▸ Work order:
Replace "editorial" with "op-ed" in the article about Michael Glatze, and give the passage again beginning at "A gay New York" and stopping after "their God-given Christ-self.".

▸ Page extract:

____

A gay New York Times journalist recently caught up with a former friend and colleague, Michael Glatze, the conservative Christian activist who, in 2007, renounced his homosexuality and claimed to have become straight. Benoit Denizet-Lewis wrote about the reunion, with background on Glatze, in the NYT story “Going Straight.”
Following his ex-gay conversion, Glatze, a one-time LGBT youth activist, wrote an editorial for World Net Daily, in which he called homosexuality “neurotic” and “abornmal,” saying it was “lust and pornography wrapped into one.” He also appeared to question whether homosexuality should even be legal:
Homosexuality allows us to avoid digging deeper, through superficiality and lust-inspired attractions – at least, as long as it remains “accepted” by law. As a result, countless miss out on their truest self, their God-given Christ-self.
He’s since made a habit of homophobia and misogyny. In 2009, for example, he called Barack Obama “the world’s first official girl-man president” and decried anti-bullying policies in schools as the result of hysteria from “victim-minded whiners.”
Read the NYT story in full here. A related NYT article this week addressed reparative therapists who “help God-fearing people stay in the closet.“
Weird, considering it was only 2 years before his “coming out” as a misogynist, anti-gay zealot that Michael Glatze offered to assist me in setting up a Gay Straight Alliance in my small-town high school to combat anti-gay bullying. I find his personal turmoil and great reversals very upsetting, given what he’d represented to so many.
Ben,
It sounds a-typical of a psychotic break within his sex/God programming, both seemingly at odds w the other via corrupted data on both counts. Neither side is happier. It’s a constant fight. He must have had some difficult times w relationships of which he accidently judged harshly, to do what he did. We can only hope he learns to resolve it one day, it’s a terrible position to be in.
Don’t let it discourage your authenticity just because his is muddied. Discrimination is a self hate tool best never emulated, even if it’s springing from a now dead hero.

____

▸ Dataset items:
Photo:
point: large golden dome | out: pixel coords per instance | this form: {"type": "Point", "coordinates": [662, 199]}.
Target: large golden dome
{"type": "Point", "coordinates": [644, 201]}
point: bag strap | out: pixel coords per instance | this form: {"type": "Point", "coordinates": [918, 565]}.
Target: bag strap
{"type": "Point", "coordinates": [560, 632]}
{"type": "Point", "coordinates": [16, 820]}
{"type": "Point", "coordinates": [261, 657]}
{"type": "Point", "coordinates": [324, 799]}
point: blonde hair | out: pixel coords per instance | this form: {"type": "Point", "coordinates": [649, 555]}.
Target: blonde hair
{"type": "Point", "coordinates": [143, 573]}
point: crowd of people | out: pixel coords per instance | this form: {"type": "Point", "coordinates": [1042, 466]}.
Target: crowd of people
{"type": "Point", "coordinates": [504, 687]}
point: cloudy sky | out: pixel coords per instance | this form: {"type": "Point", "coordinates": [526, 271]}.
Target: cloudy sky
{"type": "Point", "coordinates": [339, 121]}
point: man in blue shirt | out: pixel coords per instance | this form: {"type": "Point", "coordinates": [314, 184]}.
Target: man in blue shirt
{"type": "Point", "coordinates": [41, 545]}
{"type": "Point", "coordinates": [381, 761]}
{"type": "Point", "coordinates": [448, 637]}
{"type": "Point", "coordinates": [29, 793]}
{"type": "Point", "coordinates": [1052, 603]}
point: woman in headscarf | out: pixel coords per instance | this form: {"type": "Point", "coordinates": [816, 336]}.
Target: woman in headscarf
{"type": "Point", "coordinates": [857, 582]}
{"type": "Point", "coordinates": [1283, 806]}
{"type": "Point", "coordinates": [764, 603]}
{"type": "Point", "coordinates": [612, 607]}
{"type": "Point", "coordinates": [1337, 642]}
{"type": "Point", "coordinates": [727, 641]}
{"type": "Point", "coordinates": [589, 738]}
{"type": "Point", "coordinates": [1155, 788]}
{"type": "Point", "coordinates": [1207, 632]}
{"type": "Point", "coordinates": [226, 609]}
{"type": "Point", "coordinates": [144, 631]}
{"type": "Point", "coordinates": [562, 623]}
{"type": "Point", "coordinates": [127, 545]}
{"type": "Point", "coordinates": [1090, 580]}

____

▸ Answer section:
A gay New York Times journalist recently caught up with a former friend and colleague, Michael Glatze, the conservative Christian activist who, in 2007, renounced his homosexuality and claimed to have become straight. Benoit Denizet-Lewis wrote about the reunion, with background on Glatze, in the NYT story “Going Straight.”
Following his ex-gay conversion, Glatze, a one-time LGBT youth activist, wrote an op-ed for World Net Daily, in which he called homosexuality “neurotic” and “abornmal,” saying it was “lust and pornography wrapped into one.” He also appeared to question whether homosexuality should even be legal:
Homosexuality allows us to avoid digging deeper, through superficiality and lust-inspired attractions – at least, as long as it remains “accepted” by law. As a result, countless miss out on their truest self, their God-given Christ-self.